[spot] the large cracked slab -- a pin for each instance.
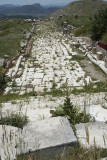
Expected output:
(92, 134)
(44, 136)
(48, 133)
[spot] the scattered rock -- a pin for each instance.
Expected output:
(92, 134)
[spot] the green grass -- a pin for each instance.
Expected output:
(15, 120)
(92, 88)
(10, 97)
(72, 153)
(77, 58)
(11, 33)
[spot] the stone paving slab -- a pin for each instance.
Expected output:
(92, 134)
(51, 135)
(48, 133)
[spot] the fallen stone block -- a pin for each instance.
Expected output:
(92, 134)
(48, 135)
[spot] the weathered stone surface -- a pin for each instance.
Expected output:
(2, 62)
(92, 134)
(103, 158)
(9, 139)
(52, 135)
(47, 134)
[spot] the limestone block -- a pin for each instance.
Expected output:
(51, 133)
(92, 134)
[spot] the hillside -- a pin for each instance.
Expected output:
(82, 8)
(32, 10)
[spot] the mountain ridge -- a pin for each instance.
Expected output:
(32, 10)
(81, 8)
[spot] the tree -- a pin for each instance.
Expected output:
(99, 24)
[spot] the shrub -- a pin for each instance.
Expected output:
(15, 120)
(104, 38)
(72, 113)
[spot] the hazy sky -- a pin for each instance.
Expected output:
(43, 2)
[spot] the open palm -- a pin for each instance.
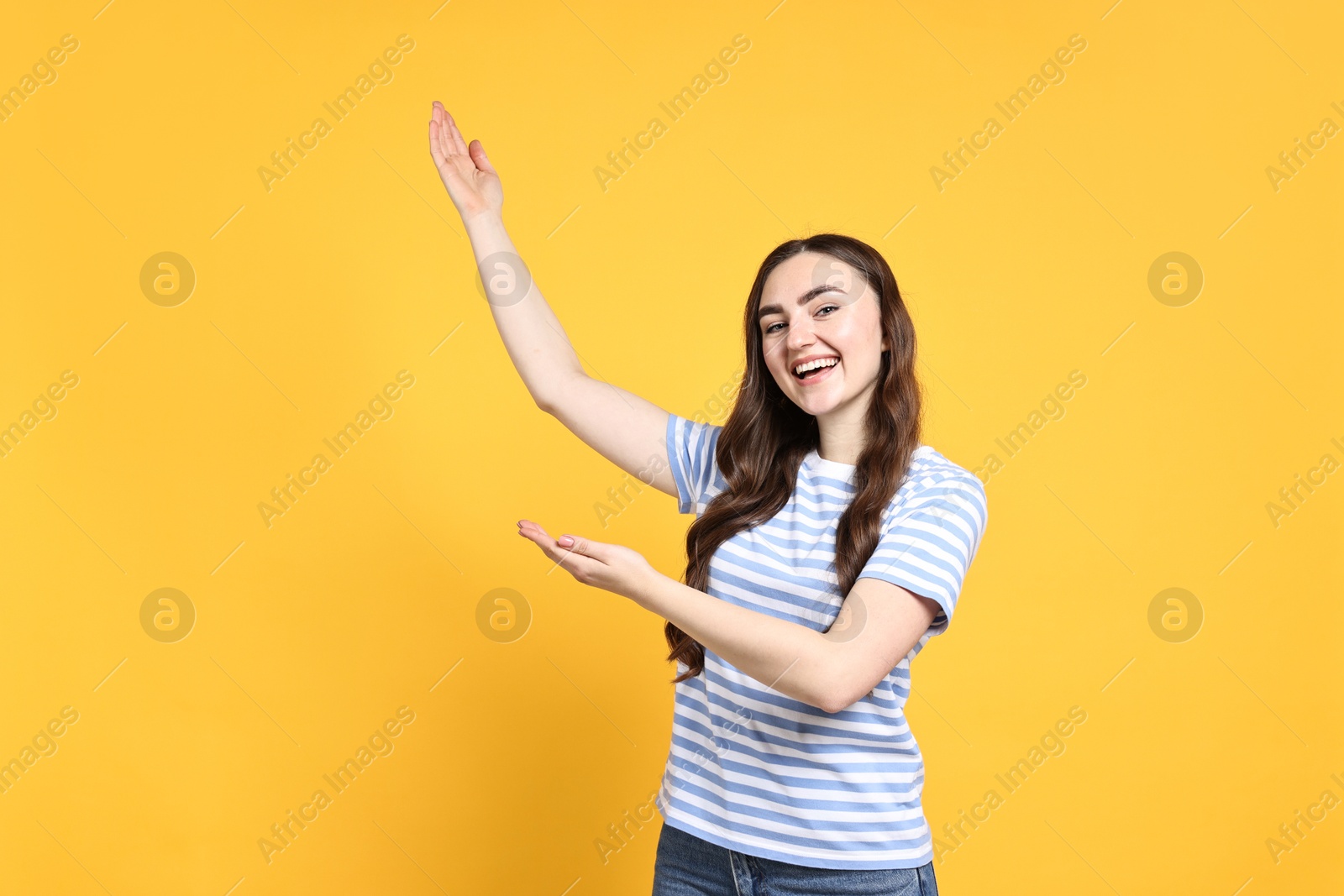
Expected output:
(467, 174)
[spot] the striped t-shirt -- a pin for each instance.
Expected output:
(764, 774)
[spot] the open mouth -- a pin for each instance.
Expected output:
(816, 369)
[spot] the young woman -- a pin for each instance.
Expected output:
(830, 546)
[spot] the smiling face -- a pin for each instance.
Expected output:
(837, 322)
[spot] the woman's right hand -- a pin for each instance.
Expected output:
(467, 174)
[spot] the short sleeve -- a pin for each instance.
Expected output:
(691, 448)
(929, 543)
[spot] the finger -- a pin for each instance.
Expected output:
(436, 144)
(459, 144)
(479, 156)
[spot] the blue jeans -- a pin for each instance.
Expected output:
(687, 866)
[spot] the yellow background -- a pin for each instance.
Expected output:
(312, 296)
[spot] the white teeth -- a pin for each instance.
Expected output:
(811, 365)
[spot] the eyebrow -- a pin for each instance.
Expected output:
(803, 300)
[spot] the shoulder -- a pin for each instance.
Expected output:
(936, 484)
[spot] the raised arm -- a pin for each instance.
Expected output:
(618, 425)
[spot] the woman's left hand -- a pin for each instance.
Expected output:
(612, 567)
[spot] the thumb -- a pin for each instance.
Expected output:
(477, 154)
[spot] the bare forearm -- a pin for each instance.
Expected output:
(784, 656)
(533, 335)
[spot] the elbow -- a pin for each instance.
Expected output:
(835, 701)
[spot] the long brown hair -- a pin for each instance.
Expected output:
(766, 437)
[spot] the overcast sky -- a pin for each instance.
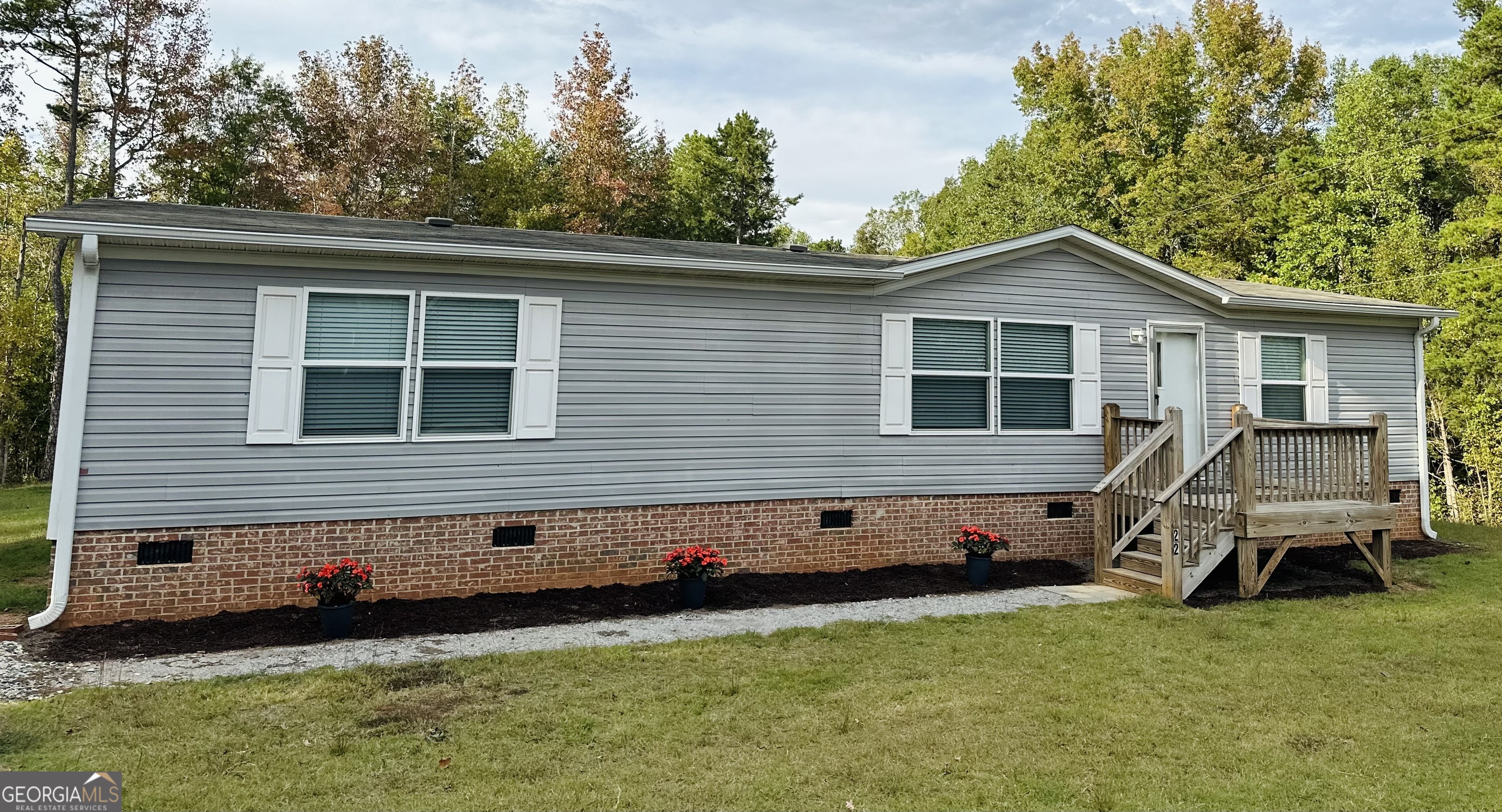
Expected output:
(866, 98)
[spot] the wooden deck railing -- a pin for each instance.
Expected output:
(1264, 478)
(1197, 508)
(1321, 461)
(1124, 434)
(1124, 500)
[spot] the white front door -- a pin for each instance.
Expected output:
(1178, 385)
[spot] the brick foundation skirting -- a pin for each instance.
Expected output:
(238, 568)
(241, 568)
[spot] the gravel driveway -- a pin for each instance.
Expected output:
(23, 678)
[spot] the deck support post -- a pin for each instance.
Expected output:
(1381, 539)
(1246, 567)
(1382, 544)
(1104, 536)
(1171, 525)
(1112, 434)
(1244, 481)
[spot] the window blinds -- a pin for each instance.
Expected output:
(1281, 358)
(345, 326)
(1040, 404)
(1036, 349)
(466, 401)
(959, 400)
(469, 355)
(355, 356)
(469, 329)
(1036, 404)
(942, 403)
(962, 346)
(352, 401)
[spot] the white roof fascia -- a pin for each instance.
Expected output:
(870, 281)
(672, 264)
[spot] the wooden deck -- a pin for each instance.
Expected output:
(1162, 529)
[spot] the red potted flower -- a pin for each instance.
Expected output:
(694, 567)
(978, 547)
(337, 586)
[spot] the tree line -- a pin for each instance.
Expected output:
(1231, 149)
(140, 110)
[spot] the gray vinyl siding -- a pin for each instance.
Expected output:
(666, 395)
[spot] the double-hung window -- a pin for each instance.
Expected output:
(1037, 376)
(377, 365)
(953, 374)
(355, 356)
(466, 367)
(1285, 376)
(986, 376)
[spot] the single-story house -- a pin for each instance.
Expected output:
(483, 409)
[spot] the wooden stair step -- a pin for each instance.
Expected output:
(1139, 583)
(1142, 562)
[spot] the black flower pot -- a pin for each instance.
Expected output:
(337, 620)
(978, 568)
(693, 592)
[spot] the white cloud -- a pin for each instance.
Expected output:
(866, 98)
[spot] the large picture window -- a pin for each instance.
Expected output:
(466, 367)
(986, 376)
(377, 367)
(1285, 377)
(353, 365)
(951, 374)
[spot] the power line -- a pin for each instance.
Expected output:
(1315, 170)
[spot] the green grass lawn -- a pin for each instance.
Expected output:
(24, 553)
(1375, 702)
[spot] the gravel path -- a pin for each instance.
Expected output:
(23, 678)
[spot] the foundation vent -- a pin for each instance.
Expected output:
(164, 553)
(836, 518)
(517, 535)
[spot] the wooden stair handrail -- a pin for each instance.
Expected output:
(1154, 442)
(1142, 525)
(1199, 466)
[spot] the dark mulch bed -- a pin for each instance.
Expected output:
(1309, 572)
(490, 612)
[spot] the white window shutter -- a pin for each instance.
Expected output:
(1250, 346)
(1319, 379)
(1088, 379)
(538, 370)
(275, 353)
(897, 373)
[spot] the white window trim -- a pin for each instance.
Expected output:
(514, 365)
(1073, 377)
(990, 373)
(303, 364)
(994, 391)
(1304, 382)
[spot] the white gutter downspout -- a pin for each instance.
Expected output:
(71, 425)
(1423, 430)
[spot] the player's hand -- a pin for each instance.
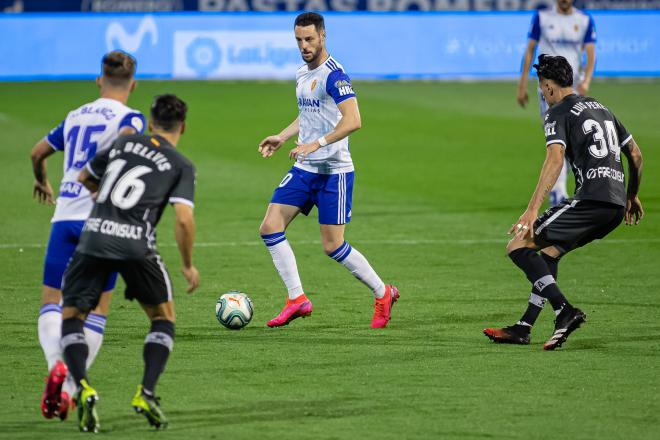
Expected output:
(270, 145)
(634, 211)
(583, 88)
(192, 276)
(43, 192)
(303, 150)
(522, 97)
(524, 226)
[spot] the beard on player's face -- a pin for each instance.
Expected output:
(310, 43)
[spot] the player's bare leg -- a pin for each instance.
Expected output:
(60, 386)
(157, 347)
(75, 350)
(336, 247)
(272, 230)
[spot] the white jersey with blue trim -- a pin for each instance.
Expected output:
(86, 131)
(319, 91)
(565, 35)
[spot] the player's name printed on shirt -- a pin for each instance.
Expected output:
(582, 106)
(137, 148)
(112, 228)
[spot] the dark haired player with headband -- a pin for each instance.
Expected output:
(593, 139)
(134, 181)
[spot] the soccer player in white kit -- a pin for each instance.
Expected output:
(322, 175)
(563, 30)
(87, 130)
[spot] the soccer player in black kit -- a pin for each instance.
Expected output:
(592, 139)
(134, 181)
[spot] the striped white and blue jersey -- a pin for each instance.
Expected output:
(565, 35)
(86, 131)
(319, 91)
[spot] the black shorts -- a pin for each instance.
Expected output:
(146, 280)
(574, 223)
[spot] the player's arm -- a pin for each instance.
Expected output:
(554, 161)
(184, 232)
(350, 122)
(90, 175)
(182, 198)
(523, 96)
(590, 48)
(583, 87)
(42, 191)
(634, 210)
(271, 144)
(88, 180)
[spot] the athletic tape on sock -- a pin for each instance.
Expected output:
(71, 339)
(544, 282)
(537, 300)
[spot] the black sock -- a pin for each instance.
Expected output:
(157, 347)
(552, 263)
(536, 301)
(539, 275)
(74, 347)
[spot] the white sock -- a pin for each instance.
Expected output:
(359, 267)
(94, 328)
(285, 262)
(50, 332)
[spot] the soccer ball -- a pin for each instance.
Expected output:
(234, 310)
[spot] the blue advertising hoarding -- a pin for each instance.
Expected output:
(262, 46)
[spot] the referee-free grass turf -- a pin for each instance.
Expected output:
(442, 170)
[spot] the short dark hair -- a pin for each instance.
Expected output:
(555, 68)
(168, 112)
(118, 68)
(310, 18)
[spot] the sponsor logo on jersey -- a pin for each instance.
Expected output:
(308, 102)
(605, 172)
(344, 87)
(137, 124)
(70, 189)
(550, 128)
(112, 228)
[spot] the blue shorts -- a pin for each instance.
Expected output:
(64, 237)
(332, 194)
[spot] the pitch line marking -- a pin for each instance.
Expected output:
(403, 242)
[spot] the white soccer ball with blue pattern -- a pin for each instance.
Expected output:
(234, 310)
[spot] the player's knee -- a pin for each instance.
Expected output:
(269, 226)
(104, 304)
(50, 295)
(514, 244)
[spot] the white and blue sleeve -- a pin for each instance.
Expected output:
(56, 137)
(338, 85)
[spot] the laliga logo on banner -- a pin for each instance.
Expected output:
(130, 42)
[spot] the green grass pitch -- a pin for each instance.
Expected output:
(443, 169)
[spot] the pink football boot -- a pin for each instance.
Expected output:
(383, 307)
(301, 307)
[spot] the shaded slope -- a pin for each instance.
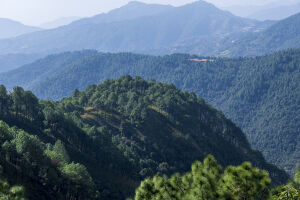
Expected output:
(260, 94)
(122, 131)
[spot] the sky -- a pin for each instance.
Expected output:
(36, 12)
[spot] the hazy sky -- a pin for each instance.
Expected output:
(36, 12)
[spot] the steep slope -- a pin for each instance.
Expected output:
(282, 35)
(142, 31)
(118, 133)
(10, 28)
(260, 94)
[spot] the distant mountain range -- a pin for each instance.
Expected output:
(260, 94)
(284, 34)
(139, 27)
(10, 28)
(12, 61)
(274, 11)
(59, 22)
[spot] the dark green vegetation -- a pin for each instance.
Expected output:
(105, 140)
(291, 191)
(143, 28)
(260, 94)
(206, 181)
(10, 28)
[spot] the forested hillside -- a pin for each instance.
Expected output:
(260, 94)
(139, 27)
(103, 141)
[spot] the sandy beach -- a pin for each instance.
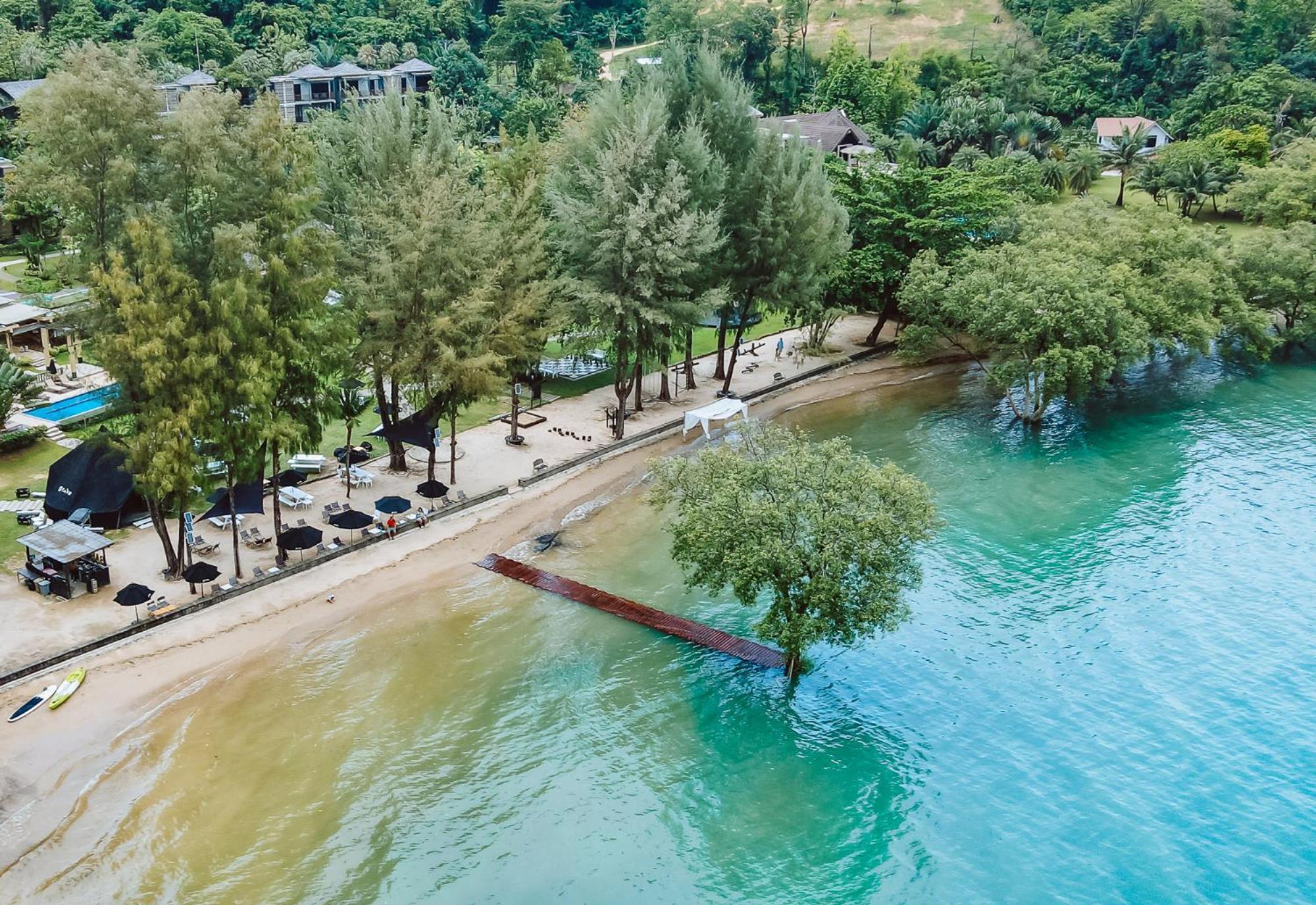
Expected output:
(48, 763)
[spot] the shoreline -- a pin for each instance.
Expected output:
(48, 766)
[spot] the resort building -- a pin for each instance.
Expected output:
(172, 92)
(13, 92)
(1109, 128)
(318, 88)
(832, 133)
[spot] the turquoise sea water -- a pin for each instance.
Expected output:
(1106, 695)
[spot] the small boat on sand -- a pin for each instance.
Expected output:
(68, 687)
(34, 703)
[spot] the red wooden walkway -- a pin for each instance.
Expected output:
(699, 633)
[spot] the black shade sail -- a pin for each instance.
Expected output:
(290, 478)
(134, 595)
(413, 430)
(93, 477)
(248, 498)
(201, 573)
(359, 455)
(432, 490)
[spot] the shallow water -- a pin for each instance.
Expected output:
(1105, 695)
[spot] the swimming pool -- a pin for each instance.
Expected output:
(77, 407)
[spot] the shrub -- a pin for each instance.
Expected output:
(20, 438)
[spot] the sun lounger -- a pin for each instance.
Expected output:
(159, 607)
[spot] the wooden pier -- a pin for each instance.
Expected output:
(751, 652)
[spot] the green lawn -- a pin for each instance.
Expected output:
(26, 467)
(921, 24)
(1109, 188)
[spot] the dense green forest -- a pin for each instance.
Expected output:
(1197, 65)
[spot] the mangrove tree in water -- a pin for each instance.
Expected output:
(822, 533)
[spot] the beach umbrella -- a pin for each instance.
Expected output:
(351, 520)
(301, 538)
(290, 478)
(432, 490)
(134, 595)
(201, 574)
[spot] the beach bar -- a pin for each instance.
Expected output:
(65, 559)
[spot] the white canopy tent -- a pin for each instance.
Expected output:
(722, 409)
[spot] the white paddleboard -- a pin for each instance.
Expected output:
(32, 704)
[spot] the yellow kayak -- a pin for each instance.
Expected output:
(68, 687)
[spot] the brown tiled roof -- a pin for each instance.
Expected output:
(826, 130)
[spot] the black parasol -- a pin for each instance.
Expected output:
(352, 520)
(302, 537)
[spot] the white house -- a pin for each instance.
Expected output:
(1109, 128)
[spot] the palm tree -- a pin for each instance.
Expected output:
(1197, 182)
(352, 407)
(1055, 174)
(922, 120)
(967, 157)
(888, 146)
(1028, 132)
(1125, 154)
(918, 151)
(1085, 166)
(327, 54)
(18, 384)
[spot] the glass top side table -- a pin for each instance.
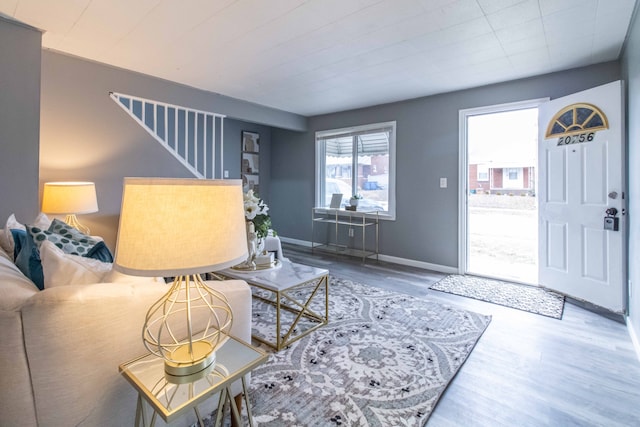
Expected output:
(171, 398)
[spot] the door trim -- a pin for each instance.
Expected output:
(463, 168)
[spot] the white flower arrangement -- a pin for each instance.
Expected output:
(256, 211)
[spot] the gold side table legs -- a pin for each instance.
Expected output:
(225, 396)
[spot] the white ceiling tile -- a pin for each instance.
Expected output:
(458, 13)
(549, 7)
(318, 56)
(524, 31)
(456, 34)
(9, 7)
(517, 14)
(493, 6)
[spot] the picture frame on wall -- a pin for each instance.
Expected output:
(250, 161)
(250, 142)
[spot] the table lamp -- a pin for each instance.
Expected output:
(181, 228)
(70, 198)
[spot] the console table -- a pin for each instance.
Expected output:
(346, 221)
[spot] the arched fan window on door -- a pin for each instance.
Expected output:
(576, 118)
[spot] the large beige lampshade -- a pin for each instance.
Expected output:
(171, 227)
(69, 198)
(181, 228)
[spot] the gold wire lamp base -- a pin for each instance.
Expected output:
(72, 220)
(167, 335)
(188, 362)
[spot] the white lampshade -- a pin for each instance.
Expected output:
(171, 227)
(69, 198)
(181, 228)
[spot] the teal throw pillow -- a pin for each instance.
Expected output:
(27, 249)
(27, 257)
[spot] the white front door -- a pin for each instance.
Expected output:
(581, 175)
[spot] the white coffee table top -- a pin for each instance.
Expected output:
(278, 279)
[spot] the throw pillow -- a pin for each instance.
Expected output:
(61, 269)
(27, 257)
(67, 244)
(99, 251)
(27, 251)
(64, 229)
(6, 238)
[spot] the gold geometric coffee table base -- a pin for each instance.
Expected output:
(283, 300)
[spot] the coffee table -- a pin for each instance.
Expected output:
(291, 287)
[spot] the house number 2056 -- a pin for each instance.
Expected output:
(576, 139)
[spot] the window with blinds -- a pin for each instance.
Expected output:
(358, 160)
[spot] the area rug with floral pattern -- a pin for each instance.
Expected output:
(522, 297)
(384, 359)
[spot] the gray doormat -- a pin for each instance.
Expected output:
(522, 297)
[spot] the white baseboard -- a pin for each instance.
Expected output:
(635, 338)
(395, 260)
(295, 241)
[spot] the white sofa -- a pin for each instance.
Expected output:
(60, 348)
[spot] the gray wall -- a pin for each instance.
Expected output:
(86, 136)
(19, 120)
(631, 71)
(426, 226)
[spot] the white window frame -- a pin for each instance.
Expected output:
(482, 170)
(390, 213)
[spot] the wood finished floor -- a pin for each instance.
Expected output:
(527, 369)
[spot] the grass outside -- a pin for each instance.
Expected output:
(503, 236)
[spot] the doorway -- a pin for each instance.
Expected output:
(499, 209)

◆ DESCRIPTION OF THE TASK ◆
Only the lines from the one that contains "[spot] the gray doormat" to the end of the entries above should be given again, exactly and in full.

◆ SOLUTION TO THIS TASK ◆
[spot] the gray doormat -- a pin for each instance.
Expected output:
(522, 297)
[spot] the white baseboard -- a pin for each instance.
Expected output:
(635, 338)
(395, 260)
(295, 241)
[spot] the white sofa -- a pin for each instance.
Expected output:
(60, 348)
[spot] the gray wall -- a pin for each instance.
Expected output:
(86, 136)
(19, 120)
(631, 71)
(426, 226)
[spot] the white window frame -- a pin for each instance.
Expected output:
(482, 170)
(390, 213)
[spot] the wood finished floor -- a pin for each instance.
Expected output:
(527, 369)
[spot] the grass outside -- a pin for each instance.
Expected output:
(503, 236)
[spot] the doorway -- a pin for each instance.
Expected output:
(499, 209)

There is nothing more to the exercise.